* Document extract *
== == ==

Communications of this kind ought to receive encouragement. They are discouraged if the informer's identity is disclosed. Whether an informer is motivated by good citizenship, promise of leniency or prospect of pecuniary reward, he will usually condition his cooperation on an assurance of anonymity - to protect himself and his family from harm, to preclude adverse social reactions and to avoid the risk of defamation or malicious prosecution actions against him. The government also has an interest in nondisclosure of the identity of informers. Law enforcement officers often depend upon professional informers to furnish them with a flow of information about criminal activities. Revelation of the dual role played by such persons ends their usefulness to the government and discourages others from entering into a like relationship.
That the government has this privilege is well established and its soundness cannot be questioned.

McCray v. Illinois, 386 U.S. 300, 308 (1967) (quoting 8 Wigmore, Evidence § 2374 (McNaughton rev. 1961)).

== == ==

(Stored data entries)
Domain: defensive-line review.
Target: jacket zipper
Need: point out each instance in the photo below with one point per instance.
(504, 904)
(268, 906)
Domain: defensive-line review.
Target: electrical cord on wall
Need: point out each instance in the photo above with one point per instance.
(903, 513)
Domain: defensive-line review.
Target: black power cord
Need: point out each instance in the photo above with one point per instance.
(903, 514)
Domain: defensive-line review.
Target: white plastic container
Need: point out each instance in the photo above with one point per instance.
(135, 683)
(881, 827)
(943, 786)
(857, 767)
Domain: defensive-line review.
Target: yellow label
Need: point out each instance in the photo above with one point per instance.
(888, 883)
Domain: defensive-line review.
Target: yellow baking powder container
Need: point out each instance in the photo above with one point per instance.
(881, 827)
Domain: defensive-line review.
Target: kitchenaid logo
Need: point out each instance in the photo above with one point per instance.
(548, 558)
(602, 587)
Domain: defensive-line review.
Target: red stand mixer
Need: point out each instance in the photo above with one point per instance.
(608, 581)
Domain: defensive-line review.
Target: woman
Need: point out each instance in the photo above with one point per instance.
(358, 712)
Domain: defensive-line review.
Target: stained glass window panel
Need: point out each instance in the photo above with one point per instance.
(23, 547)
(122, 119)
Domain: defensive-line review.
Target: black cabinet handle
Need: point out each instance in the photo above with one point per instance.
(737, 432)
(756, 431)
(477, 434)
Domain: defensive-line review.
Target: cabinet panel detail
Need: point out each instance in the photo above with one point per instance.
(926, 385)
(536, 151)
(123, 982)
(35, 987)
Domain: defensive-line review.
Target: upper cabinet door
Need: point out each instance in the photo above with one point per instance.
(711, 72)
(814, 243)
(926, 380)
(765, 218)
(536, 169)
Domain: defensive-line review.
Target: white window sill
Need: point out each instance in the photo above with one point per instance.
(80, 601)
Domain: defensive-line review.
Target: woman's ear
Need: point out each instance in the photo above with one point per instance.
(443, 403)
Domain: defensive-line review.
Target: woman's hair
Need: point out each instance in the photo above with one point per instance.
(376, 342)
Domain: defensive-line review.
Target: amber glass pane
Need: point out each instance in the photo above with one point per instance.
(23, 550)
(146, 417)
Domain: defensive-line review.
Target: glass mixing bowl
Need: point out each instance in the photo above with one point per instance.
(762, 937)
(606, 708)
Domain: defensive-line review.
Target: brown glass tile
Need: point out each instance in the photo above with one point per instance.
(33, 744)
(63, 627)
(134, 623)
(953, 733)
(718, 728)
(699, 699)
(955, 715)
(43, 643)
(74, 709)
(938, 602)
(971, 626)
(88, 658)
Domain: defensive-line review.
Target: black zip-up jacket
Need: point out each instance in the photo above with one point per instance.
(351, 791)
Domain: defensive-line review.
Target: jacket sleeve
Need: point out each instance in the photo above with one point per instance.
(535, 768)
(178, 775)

== == ==

* Challenges *
[1] Translate this sentence from the passage on informer privilege into Spanish: "That the government has this privilege is well established and its soundness cannot be questioned."
[2] Please report each line of the records that contains the word "black".
The text and the records are unrelated to each other.

* Results *
[1] Que el gobierno tenga este privilegio está bien establecido y su fundamento no puede ponerse en duda.

[2]
Target: black power cord
Target: black cabinet handle
Target: black zip-up jacket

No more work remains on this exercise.